## Texte
###

Sur le recours contre l’ordonnance du 8 juillet 2019 :

La recevabilité du recours n’est pas contestée et les éléments du dossier ne laissent pas apparaître d’irrégularité à cet égard. Le recours des sociétés AA, AA Consulting, AA AC Ltd, AA AB M et L M, de M. F X, Mme H A épouse X, Mme G X et de M. K Y sera donc déclaré recevable.

Dans sa requête au juge des libertés et de la détention, l’administration exposait que «'la société AA AC Ltd (était) présumée s’être soustraite et/ou se soustraire à l’établissement et au payement de l’impôt sur les sociétés et des taxes sur le chiffre d’affaires, en se livrant à des achats ou à des ventes sans facture, en utilisant ou en délivrant des factures ou des documents ne se rapportant pas à des opérations réelles ou en omettant sciemment de passer ou de faire passer des écritures , ou en passant ou en faisant passer sciemment des écritures inexactes ou fictives dans des documents comptable dont la tenue est imposée par le code général des impôts'». Il était plus précisément évoqué que :

— la société AA AC Ltd ne disposait pas en Grande Bretagne des moyens techniques et humains de son activité sociale,

— la quasi totalité de son chiffre d’affaires était réalisée avec des clients établis en France,

— sa direction effective se trouvait en France.

Aux termes des dispositions de l’article L 16 B du livre des procédures fiscales, dans leur rédaction applicable au présent litige, «'I. ' Lorsque l’autorité judiciaire, saisie par l’administration fiscale, estime qu’il existe des présomptions qu’un contribuable se soustrait à l’établissement ou au paiement des impôts sur le revenu ou sur les bénéfices ou des taxes sur le chiffre d’affaires en se livrant à des achats ou à des ventes sans facture, en utilisant ou en délivrant des factures ou des documents ne se rapportant pas à des opérations réelles ou en omettant sciemment de passer ou de faire passer des écritures ou en passant ou en faisant passer sciemment des écritures inexactes ou fictives dans des documents comptables dont la tenue est imposée par le code général des impôts, elle peut, dans les conditions prévues au II, autoriser les agents de l’administration des impôts, ayant au moins le grade d’inspecteur et habilités à cet effet par le directeur général des finances publiques, à rechercher la preuve de ces agissements, en effectuant des visites en tous lieux, même privés, où les pièces et documents s’y rapportant sont susceptibles d’être détenus ou d’être accessibles ou disponibles et procéder à leur saisie, quel qu’en soit le support.

###

## À faire
• A. Recopiez à l'identique, dans le texte sur le recours contre l'ordonnance, le passage qui va de « La recevabilité du » jusqu'à « donc déclaré recevable. ».
• B. Veuillez poursuivre le texte sur le recours contre l'ordonnance à partir de l'endroit où il s'arrête.

## Extrait du jeu de données
###

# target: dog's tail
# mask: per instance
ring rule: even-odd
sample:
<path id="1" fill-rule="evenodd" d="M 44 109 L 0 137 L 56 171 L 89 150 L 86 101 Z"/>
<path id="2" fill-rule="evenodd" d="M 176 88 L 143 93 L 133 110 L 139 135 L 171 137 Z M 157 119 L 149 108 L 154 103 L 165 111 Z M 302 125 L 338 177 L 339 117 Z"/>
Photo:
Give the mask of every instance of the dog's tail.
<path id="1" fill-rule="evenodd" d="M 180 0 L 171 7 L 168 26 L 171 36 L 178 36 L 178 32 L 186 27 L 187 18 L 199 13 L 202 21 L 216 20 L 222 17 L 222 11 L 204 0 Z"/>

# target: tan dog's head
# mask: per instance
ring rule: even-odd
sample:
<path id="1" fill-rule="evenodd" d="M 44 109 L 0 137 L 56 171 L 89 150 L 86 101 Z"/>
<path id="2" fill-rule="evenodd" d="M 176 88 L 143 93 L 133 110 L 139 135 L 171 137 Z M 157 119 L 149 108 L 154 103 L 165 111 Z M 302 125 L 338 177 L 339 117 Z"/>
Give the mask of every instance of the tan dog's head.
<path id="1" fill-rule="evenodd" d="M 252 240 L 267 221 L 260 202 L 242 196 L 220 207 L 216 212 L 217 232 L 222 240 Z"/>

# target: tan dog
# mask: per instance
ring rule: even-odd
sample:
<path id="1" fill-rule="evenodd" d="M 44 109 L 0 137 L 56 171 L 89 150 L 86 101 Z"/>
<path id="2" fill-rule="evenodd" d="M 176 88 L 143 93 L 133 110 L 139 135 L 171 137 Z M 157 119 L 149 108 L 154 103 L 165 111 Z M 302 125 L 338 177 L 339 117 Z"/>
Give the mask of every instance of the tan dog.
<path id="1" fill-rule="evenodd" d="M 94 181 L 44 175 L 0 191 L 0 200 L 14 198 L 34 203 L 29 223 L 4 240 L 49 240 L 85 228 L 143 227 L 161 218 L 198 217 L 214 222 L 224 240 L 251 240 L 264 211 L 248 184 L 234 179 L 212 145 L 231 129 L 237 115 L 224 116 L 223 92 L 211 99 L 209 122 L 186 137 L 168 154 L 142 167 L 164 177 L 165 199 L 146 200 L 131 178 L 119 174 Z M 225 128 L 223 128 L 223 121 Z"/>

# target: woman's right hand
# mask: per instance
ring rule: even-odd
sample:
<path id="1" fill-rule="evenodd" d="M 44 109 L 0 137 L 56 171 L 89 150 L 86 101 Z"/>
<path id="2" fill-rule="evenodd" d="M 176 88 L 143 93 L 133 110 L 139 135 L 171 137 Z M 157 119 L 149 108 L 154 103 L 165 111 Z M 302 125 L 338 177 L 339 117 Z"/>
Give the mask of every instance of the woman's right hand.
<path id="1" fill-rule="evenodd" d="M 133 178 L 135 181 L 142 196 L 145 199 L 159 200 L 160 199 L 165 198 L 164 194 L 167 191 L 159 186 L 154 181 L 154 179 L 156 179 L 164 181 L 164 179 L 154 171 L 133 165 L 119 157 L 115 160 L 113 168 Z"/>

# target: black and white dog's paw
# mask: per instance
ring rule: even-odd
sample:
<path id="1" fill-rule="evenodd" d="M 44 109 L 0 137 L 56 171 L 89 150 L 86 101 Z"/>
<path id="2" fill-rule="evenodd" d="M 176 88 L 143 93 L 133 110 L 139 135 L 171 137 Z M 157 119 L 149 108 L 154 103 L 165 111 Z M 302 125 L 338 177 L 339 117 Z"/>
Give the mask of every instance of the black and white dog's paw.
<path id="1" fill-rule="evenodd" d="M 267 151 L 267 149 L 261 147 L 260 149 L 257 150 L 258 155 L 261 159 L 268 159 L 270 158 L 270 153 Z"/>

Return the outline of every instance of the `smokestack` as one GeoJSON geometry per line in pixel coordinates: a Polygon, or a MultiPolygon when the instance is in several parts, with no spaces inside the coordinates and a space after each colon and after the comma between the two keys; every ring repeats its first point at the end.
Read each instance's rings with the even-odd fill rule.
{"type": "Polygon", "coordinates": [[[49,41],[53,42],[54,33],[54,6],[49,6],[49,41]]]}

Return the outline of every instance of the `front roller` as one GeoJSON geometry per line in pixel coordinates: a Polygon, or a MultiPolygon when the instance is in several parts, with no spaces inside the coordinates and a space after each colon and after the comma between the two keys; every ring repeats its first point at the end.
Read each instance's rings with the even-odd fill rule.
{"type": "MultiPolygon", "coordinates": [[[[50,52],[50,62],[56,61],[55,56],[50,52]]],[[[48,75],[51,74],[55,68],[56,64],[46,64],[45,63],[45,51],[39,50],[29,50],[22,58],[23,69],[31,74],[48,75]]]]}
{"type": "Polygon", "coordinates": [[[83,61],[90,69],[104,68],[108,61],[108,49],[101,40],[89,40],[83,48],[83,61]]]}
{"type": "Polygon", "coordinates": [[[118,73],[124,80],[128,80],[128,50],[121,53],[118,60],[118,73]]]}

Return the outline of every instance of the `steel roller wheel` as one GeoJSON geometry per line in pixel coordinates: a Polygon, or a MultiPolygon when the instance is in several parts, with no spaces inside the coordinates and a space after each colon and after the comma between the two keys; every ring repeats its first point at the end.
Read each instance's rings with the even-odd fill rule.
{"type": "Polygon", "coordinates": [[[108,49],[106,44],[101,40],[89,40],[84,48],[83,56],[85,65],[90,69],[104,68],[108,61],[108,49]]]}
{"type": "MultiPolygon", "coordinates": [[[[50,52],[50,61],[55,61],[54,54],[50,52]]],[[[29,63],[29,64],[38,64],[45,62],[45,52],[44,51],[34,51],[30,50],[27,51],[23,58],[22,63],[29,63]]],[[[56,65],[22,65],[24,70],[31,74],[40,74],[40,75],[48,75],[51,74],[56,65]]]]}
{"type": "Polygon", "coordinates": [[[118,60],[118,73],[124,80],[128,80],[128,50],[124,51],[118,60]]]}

###

## Résultats obtenus
• A.
La recevabilité du recours n’est pas contestée et les éléments du dossier ne laissent pas apparaître d’irrégularité à cet égard. Le recours des sociétés AA, AA Consulting, AA AC Ltd, AA AB M et L M, de M. F X, Mme H A épouse X, Mme G X et de M. K Y sera donc déclaré recevable.

• B.
II… Le juge doit vérifier de manière concrète que la demande d’autorisation qui lui est soumise est bien fondée ; cette demande doit comporter tous les éléments d’information en possession de l’administration de nature à justifier la visite… Le juge motive sa décision par l’indication des éléments de fait et de droit qu’il retient et qui laissent présumer, en l’espèce, l’existence des agissements frauduleux dont la preuve est recherchée… Il désigne le chef du service qui nomme l’officier de police judiciaire chargé d’assister à ces opérations et de le tenir informé de leur déroulement… L’ordonnance est notifiée verbalement et sur place au moment de la visite, à l’occupant des lieux ou à son représentant qui en reçoit copie intégrale contre récépissé ou émargement au procès-verbal prévu au IV …'».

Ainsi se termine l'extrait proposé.